→ Work to be completed
Report how many lines in the data include the string "gold", and add nothing else.

(Saved data entries)
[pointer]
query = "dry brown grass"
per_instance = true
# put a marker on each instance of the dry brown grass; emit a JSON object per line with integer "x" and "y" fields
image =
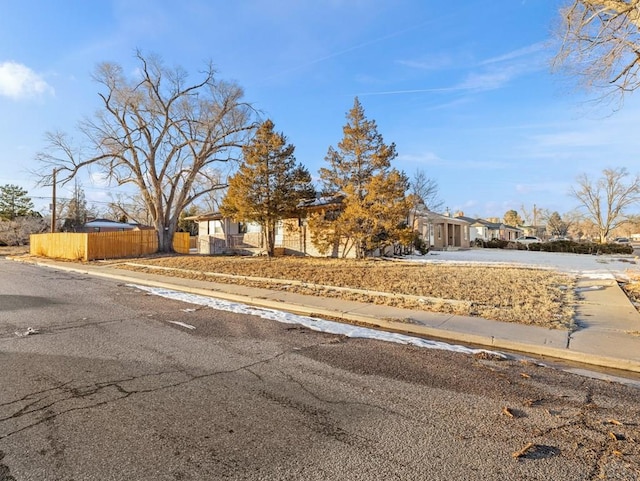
{"x": 523, "y": 295}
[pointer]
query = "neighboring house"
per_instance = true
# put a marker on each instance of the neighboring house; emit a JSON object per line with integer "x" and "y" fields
{"x": 441, "y": 231}
{"x": 221, "y": 235}
{"x": 105, "y": 225}
{"x": 534, "y": 230}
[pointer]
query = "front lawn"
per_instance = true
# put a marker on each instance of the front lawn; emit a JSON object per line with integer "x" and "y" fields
{"x": 524, "y": 295}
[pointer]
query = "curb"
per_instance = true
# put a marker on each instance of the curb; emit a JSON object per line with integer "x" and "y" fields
{"x": 371, "y": 321}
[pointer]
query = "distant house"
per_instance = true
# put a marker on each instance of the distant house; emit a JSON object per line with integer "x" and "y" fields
{"x": 441, "y": 231}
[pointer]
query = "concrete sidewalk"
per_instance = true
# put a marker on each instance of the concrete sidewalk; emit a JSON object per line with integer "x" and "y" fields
{"x": 608, "y": 333}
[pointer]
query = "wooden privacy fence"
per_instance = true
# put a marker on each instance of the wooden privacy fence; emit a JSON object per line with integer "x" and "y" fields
{"x": 102, "y": 245}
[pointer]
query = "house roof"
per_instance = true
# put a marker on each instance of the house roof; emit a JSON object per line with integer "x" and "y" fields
{"x": 106, "y": 223}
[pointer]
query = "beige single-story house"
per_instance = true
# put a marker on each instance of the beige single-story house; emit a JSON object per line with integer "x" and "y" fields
{"x": 221, "y": 235}
{"x": 485, "y": 230}
{"x": 441, "y": 231}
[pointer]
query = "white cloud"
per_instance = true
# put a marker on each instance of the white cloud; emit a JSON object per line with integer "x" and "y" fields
{"x": 528, "y": 51}
{"x": 18, "y": 81}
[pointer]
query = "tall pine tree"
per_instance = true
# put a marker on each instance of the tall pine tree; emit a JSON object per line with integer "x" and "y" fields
{"x": 14, "y": 202}
{"x": 269, "y": 185}
{"x": 375, "y": 206}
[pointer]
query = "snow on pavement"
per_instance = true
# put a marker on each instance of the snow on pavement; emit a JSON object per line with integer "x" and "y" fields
{"x": 313, "y": 323}
{"x": 596, "y": 267}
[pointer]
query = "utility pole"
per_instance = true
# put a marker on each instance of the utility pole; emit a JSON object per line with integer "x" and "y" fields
{"x": 53, "y": 203}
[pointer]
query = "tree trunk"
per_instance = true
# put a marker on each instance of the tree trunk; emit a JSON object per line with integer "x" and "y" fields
{"x": 165, "y": 239}
{"x": 270, "y": 236}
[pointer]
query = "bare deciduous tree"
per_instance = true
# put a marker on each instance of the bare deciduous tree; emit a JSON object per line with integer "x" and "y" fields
{"x": 607, "y": 198}
{"x": 159, "y": 133}
{"x": 601, "y": 44}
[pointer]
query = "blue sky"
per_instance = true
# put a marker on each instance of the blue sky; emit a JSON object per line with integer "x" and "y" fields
{"x": 463, "y": 89}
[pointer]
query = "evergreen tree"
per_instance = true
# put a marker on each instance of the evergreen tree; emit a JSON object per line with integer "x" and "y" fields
{"x": 14, "y": 202}
{"x": 375, "y": 206}
{"x": 269, "y": 185}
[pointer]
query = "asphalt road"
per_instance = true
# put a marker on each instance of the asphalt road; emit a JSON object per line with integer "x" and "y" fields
{"x": 110, "y": 389}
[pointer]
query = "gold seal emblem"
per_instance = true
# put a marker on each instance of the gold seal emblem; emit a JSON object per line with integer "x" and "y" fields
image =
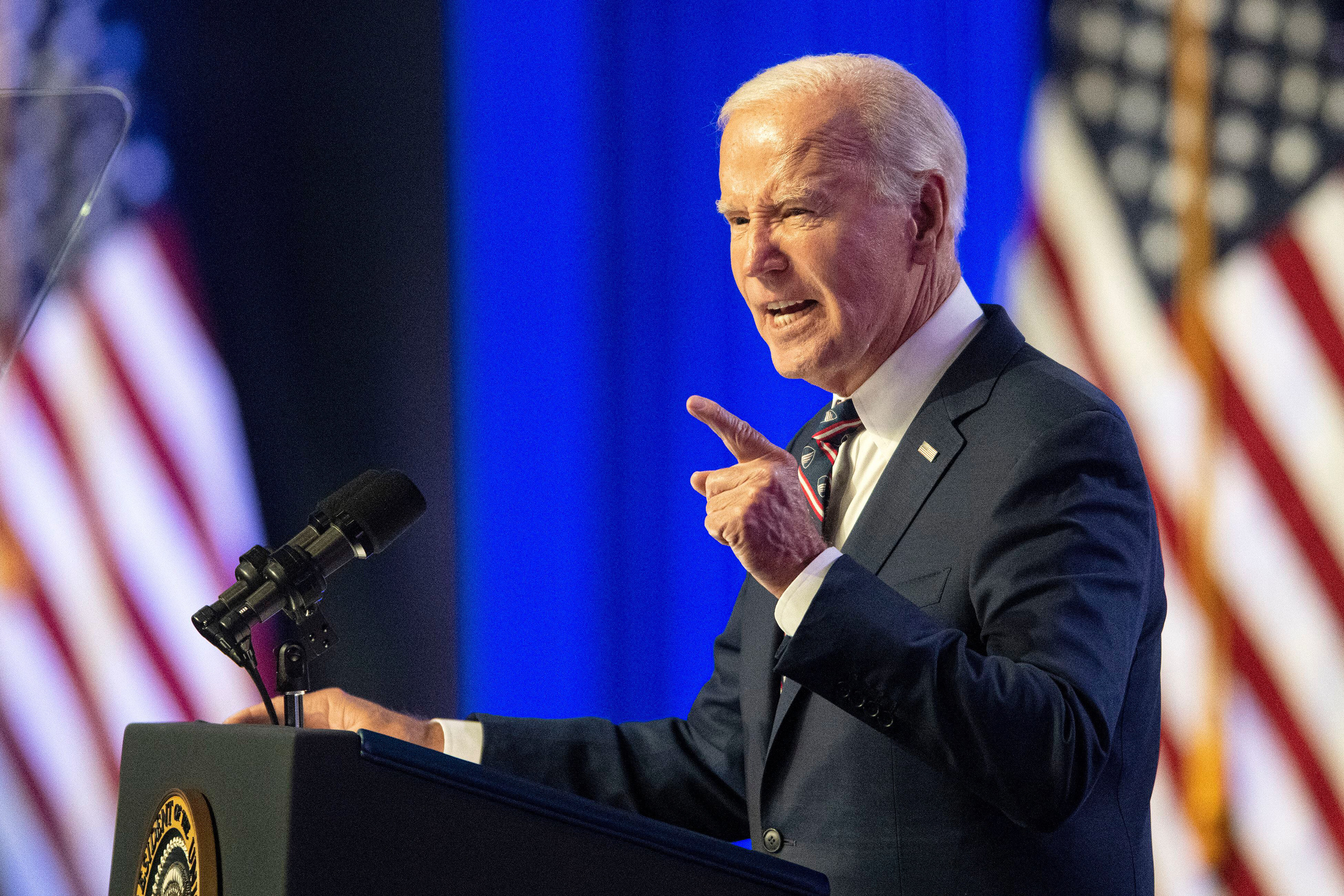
{"x": 179, "y": 855}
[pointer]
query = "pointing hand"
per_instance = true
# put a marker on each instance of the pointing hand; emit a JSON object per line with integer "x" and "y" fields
{"x": 756, "y": 507}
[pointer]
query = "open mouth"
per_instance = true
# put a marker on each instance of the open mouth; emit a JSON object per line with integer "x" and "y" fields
{"x": 787, "y": 312}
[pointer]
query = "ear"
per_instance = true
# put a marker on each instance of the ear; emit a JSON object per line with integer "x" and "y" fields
{"x": 930, "y": 218}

→ Solution for this exercise
2